▸ The task
Return, word for word, the lines below from the line with "the woman's left" through the line with "[[1127, 461]]", including both of those lines.

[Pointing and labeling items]

--- begin ---

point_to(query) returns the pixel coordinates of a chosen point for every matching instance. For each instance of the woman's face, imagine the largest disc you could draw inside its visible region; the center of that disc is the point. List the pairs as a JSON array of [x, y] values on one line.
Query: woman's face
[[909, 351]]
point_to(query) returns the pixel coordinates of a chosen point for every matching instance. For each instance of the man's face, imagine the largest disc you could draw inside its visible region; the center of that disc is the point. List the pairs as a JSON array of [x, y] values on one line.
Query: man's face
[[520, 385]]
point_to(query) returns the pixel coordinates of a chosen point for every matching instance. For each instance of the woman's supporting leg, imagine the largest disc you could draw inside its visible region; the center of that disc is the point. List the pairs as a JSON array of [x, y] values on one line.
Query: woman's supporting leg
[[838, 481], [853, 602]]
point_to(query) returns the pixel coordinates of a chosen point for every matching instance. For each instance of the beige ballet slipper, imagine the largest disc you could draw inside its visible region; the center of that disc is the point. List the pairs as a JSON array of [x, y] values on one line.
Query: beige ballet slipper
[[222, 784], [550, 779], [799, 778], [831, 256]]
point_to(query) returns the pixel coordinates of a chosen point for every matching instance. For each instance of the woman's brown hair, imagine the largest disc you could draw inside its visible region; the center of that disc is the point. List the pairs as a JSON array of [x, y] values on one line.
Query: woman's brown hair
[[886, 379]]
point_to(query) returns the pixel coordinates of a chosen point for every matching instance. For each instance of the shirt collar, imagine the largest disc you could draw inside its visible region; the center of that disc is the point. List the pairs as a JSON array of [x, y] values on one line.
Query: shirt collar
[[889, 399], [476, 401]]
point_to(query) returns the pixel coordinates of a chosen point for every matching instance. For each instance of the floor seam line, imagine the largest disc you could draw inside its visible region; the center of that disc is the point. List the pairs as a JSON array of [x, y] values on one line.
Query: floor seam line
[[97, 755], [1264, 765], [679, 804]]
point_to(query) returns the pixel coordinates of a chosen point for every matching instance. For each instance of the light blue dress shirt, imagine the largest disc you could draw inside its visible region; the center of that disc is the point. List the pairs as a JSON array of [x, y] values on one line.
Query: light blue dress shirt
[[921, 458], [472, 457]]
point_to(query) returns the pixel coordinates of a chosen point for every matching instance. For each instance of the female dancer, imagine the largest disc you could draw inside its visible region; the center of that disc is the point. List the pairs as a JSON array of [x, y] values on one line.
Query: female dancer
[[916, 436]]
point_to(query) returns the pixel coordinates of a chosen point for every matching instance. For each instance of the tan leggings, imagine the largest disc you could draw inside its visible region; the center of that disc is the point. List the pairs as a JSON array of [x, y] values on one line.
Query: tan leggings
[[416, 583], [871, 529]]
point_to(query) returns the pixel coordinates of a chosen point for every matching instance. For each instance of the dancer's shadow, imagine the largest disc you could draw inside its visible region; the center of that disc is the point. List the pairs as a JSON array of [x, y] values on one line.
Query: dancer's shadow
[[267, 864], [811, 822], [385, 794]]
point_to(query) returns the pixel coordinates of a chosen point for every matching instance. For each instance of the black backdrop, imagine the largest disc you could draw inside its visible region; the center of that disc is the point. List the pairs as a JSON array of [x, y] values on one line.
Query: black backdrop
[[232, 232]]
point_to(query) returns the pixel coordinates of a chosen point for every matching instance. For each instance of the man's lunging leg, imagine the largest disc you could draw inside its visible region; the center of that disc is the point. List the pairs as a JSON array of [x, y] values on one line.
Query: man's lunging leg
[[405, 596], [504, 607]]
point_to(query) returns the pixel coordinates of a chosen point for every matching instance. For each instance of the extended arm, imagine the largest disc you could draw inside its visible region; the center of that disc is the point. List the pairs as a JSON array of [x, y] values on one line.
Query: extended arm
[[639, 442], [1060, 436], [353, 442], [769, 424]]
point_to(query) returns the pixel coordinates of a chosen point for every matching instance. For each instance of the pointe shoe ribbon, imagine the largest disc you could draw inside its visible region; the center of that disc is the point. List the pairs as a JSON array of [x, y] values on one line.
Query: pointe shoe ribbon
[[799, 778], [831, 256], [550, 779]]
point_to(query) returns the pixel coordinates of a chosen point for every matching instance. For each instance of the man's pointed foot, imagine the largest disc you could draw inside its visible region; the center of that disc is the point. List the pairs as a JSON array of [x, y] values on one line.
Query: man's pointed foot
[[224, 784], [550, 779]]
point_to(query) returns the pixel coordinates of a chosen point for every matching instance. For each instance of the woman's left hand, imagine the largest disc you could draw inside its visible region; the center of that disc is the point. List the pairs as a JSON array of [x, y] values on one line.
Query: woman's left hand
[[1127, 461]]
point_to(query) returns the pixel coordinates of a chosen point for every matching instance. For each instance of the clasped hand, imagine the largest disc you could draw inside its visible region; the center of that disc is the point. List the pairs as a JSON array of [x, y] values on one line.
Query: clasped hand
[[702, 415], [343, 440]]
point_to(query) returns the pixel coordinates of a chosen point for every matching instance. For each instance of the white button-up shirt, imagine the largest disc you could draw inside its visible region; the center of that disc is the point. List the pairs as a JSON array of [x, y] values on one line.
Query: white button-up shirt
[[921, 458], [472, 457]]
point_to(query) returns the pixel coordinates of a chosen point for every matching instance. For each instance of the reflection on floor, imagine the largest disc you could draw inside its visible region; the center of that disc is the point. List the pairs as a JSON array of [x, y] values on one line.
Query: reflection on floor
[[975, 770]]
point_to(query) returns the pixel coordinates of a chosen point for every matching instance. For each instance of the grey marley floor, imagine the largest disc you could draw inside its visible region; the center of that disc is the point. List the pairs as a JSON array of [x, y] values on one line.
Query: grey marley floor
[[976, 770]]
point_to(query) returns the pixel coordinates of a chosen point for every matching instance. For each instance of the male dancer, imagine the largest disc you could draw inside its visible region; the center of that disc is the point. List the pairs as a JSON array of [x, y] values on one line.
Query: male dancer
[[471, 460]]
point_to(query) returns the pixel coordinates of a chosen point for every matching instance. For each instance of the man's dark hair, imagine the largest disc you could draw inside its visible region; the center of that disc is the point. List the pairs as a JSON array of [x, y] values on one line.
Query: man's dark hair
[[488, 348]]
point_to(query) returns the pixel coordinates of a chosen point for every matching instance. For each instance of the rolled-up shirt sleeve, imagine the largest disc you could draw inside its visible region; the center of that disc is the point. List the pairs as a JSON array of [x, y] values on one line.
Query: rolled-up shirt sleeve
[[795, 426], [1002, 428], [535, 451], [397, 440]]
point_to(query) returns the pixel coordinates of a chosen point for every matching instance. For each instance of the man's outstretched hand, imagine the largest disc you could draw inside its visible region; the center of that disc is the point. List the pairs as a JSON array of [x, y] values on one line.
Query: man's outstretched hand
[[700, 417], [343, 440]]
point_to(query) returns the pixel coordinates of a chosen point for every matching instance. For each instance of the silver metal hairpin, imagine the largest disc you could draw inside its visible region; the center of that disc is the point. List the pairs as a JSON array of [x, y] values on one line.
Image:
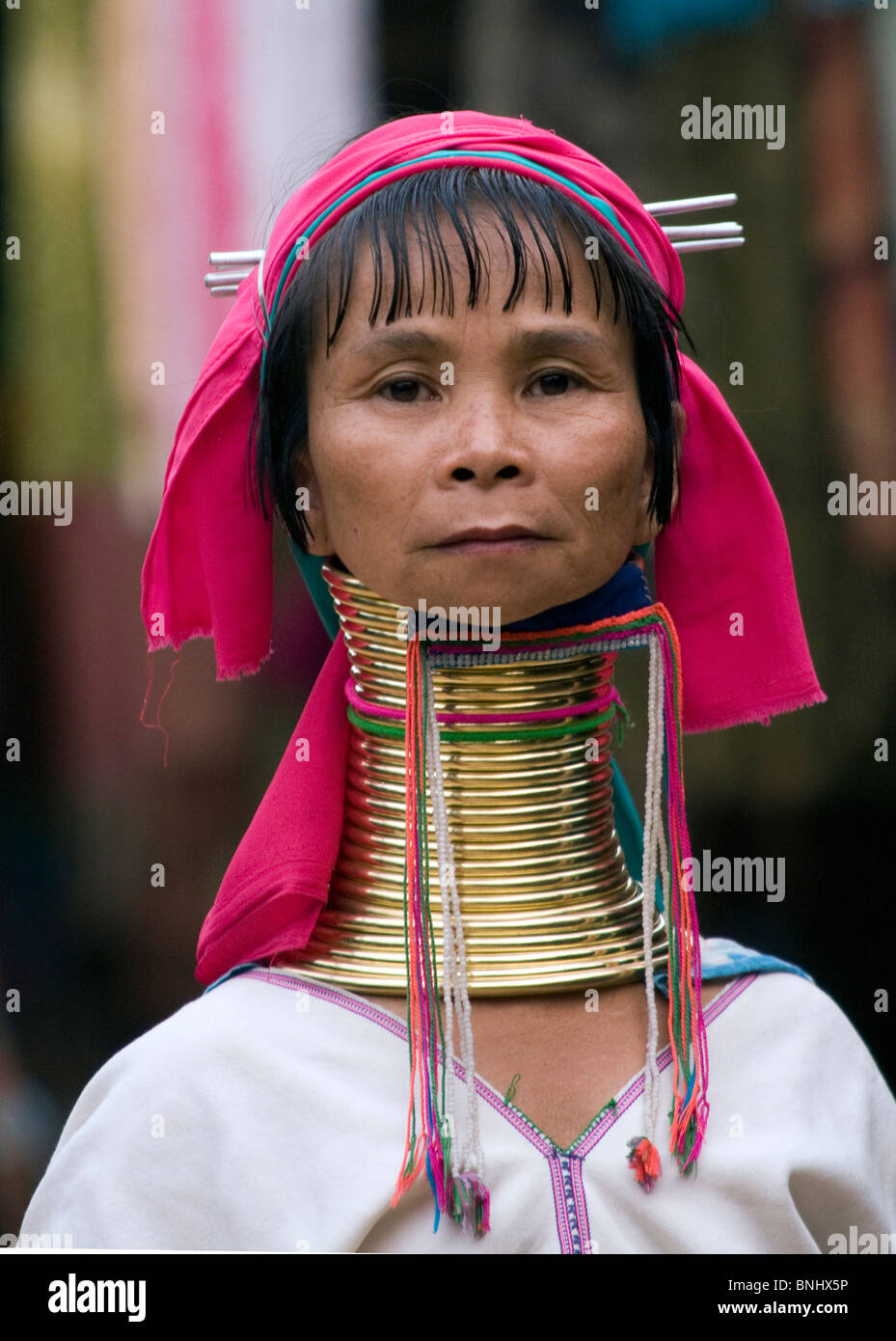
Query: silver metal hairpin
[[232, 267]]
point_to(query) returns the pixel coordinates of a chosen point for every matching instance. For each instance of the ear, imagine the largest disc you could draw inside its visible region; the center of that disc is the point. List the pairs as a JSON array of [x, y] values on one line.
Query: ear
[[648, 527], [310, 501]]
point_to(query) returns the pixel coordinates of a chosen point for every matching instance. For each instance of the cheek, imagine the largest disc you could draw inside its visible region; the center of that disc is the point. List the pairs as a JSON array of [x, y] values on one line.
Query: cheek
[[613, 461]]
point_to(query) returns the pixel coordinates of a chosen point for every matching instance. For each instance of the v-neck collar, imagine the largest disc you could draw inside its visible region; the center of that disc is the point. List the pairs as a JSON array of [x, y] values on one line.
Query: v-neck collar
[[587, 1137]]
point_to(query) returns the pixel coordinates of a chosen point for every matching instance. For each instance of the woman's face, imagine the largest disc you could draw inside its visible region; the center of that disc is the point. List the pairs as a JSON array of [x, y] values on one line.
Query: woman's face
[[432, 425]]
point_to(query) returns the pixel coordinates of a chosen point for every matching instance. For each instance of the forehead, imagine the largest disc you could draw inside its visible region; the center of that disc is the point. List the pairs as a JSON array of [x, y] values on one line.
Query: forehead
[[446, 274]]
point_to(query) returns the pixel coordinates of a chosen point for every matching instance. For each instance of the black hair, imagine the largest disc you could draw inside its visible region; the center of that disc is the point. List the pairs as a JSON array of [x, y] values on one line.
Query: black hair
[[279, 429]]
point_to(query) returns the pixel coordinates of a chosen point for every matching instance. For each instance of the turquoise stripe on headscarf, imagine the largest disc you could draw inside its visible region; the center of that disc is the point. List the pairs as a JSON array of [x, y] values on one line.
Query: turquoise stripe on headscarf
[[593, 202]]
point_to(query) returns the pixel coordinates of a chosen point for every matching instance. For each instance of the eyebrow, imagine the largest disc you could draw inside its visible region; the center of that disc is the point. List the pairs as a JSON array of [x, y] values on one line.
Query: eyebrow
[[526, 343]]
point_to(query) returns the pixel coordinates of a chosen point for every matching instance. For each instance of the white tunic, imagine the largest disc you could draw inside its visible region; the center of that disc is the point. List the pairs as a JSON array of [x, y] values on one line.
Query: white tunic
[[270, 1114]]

--- end ---
--- begin ---

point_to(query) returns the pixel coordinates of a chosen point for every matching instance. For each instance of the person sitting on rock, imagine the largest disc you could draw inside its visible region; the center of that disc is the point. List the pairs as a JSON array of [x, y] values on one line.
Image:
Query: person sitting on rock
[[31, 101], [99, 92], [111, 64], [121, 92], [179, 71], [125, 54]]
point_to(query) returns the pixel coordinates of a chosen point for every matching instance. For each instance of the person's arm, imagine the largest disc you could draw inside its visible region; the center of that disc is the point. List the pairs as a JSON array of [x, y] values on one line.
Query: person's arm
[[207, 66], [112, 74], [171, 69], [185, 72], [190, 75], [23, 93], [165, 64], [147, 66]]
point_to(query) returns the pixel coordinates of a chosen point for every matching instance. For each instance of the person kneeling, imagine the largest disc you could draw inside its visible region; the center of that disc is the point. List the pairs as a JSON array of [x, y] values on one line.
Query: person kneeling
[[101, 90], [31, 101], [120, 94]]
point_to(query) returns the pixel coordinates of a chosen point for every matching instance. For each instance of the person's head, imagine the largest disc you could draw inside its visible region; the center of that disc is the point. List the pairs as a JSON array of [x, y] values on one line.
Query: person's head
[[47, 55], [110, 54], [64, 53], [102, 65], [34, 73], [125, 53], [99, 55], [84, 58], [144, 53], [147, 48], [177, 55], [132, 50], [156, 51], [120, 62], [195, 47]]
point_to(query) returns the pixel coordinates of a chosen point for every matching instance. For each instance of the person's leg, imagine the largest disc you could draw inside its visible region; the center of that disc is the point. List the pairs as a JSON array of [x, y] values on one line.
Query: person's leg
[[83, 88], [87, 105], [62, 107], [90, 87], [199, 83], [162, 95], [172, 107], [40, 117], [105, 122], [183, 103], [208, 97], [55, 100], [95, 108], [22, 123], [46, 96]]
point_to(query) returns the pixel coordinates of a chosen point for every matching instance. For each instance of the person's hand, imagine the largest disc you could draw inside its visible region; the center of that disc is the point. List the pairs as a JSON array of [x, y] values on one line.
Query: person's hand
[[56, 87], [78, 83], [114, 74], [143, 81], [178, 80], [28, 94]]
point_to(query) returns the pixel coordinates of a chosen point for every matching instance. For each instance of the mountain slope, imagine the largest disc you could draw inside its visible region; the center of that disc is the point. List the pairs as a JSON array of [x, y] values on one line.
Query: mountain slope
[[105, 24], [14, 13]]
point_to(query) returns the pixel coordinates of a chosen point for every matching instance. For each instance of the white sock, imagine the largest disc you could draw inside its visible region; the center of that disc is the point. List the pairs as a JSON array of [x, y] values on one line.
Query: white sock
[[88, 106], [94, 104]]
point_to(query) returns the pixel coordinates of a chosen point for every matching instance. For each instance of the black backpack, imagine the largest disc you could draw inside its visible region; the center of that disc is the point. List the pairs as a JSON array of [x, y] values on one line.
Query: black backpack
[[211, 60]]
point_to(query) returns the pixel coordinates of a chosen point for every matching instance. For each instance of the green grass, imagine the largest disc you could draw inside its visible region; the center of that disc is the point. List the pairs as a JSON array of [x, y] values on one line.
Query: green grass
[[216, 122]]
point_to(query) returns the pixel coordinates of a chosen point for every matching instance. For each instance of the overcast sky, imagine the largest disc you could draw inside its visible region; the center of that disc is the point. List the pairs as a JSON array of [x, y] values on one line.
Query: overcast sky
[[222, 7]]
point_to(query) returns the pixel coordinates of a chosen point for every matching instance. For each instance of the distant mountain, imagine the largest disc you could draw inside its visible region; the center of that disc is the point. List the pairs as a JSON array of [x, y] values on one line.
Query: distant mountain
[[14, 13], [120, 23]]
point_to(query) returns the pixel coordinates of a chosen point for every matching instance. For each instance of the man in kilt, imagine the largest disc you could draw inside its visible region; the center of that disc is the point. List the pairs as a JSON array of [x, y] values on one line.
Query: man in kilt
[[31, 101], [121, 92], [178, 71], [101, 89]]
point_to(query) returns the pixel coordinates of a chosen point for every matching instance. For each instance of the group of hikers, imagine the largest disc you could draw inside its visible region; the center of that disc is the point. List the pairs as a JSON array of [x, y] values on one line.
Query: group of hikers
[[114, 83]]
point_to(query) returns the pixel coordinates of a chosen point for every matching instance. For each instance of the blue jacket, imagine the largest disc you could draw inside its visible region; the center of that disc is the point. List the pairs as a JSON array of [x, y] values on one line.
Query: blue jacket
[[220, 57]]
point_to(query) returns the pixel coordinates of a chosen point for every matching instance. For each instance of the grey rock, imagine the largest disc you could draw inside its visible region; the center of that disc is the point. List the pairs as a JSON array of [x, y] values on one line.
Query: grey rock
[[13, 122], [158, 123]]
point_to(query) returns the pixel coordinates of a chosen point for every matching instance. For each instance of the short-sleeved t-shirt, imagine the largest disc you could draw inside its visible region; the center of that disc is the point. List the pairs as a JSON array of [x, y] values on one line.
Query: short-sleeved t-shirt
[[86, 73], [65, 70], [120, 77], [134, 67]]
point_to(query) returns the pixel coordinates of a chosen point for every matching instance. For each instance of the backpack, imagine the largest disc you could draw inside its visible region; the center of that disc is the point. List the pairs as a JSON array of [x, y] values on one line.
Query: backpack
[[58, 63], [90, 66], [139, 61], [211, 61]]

--- end ---

▸ Solution to this exercise
point_to(query) returns the pixel coordinates of a chosen point for every matching instance. For each instance of the woman's left hand, imagine the largest disc you could draw inside its visible region; the center of that disc is the point. List the pairs as a JSON array of [x, y] values on one line.
Query: woman's left hand
[[1127, 461]]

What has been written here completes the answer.